Países que estruturaram seus modelos de intermediação
com base em MLS atuam de forma mais profissional e 
organizada. 

O mercado imobiliário brasileiro está reagindo e, conforme indicam especialistas, é o momento  ideal aproveitar a onda do setor. Cumpre, entretanto, um alerta: embora muitos negócios se iniciem dentro das imobiliárias, a grande parte deles é concluída fora delas. Ou seja, ainda que a conclusão do negócio se dê sem a participação do corretor, em algum momento do processo, mão de obra especializada foi requerida.

Para Ricardo Paixão Barbosa, vice-presidente da RIS (Rede Imobiliária Secovi), talvez seja o momento de pensar em um novo modelo de intermediação, pois o que tem sido praticado vem mostrando sinais de esgotamento e promovendo a desorganização do setor.

“Um processo desorganizado, com imóveis excessivamente pulverizados em diferentes empresas e profissionais imobiliários, empurra os clientes, sejam compradores ou vendedores, para uma cadeia ineficiente e que, em última instância, impacta na eficiência operacional das empresas que operam nesse setor. Manter-se como um intermediador na sociedade atual, em que as informações fluem sem barreiras, é um desafio”, diz o executivo.

§ INSTRUÇÕES DE TRABALHO: Resuma em três frases o texto sobre o mercado imobiliário apresentado acima.

§ INFORMAÇÕES EXTRAÍDAS:

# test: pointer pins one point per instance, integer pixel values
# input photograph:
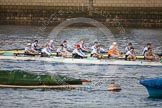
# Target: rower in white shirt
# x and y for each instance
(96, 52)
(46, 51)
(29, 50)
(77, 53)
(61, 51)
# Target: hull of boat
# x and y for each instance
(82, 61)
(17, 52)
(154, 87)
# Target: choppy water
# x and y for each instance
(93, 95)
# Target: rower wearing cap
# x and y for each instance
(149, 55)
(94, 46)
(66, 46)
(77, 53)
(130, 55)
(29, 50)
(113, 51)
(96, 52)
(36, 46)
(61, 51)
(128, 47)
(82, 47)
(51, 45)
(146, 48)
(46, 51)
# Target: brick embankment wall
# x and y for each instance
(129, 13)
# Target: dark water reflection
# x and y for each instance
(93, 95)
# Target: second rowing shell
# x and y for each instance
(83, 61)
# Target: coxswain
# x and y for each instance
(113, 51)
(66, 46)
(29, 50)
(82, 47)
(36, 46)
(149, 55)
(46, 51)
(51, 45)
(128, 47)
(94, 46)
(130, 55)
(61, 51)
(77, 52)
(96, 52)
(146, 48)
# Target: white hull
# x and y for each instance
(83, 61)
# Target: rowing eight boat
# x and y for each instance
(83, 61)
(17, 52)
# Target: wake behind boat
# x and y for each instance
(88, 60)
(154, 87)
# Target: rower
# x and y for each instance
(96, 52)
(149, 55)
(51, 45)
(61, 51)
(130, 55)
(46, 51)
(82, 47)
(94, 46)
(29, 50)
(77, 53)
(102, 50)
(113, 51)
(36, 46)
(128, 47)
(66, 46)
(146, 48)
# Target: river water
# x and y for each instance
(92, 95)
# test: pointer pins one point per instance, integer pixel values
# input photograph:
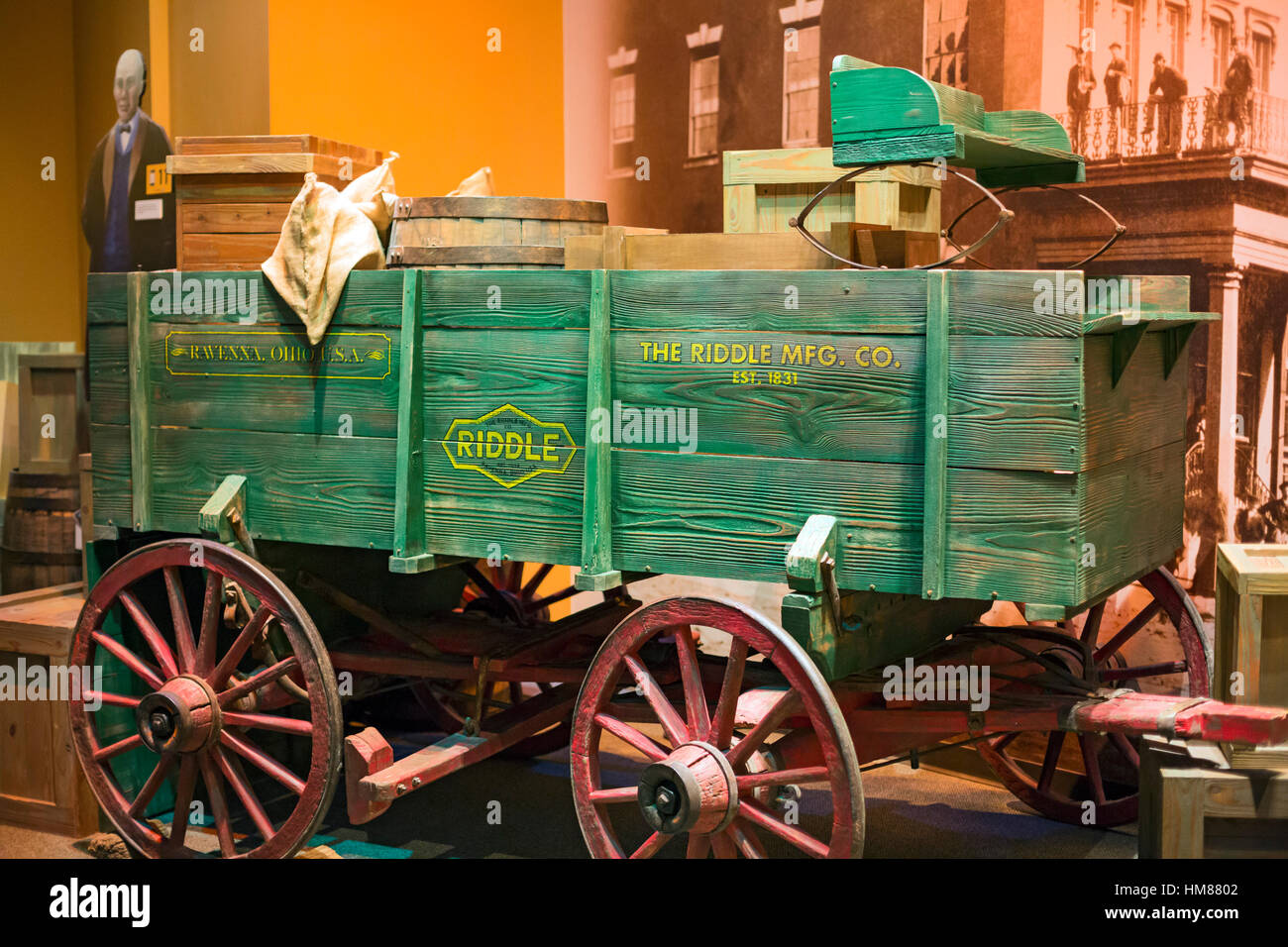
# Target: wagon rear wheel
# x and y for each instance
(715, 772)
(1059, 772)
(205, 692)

§ RESPOSTA À TAREFA: Países que estruturaram seus modelos de intermediação com base em MLS atuam de forma mais profissional e organizada. O mercado imobiliário brasileiro está reagindo, mas, embora muitos negócios se iniciem dentro das imobiliárias, a maior parte deles é concluída fora delas, ainda que mão de obra especializada tenha sido requerida em algum momento do processo. Para Ricardo Paixão Barbosa, vice-presidente da RIS (Rede Imobiliária Secovi), talvez seja o momento de pensar em um novo modelo de intermediação, pois o atual mostra sinais de esgotamento e promove a desorganização do setor.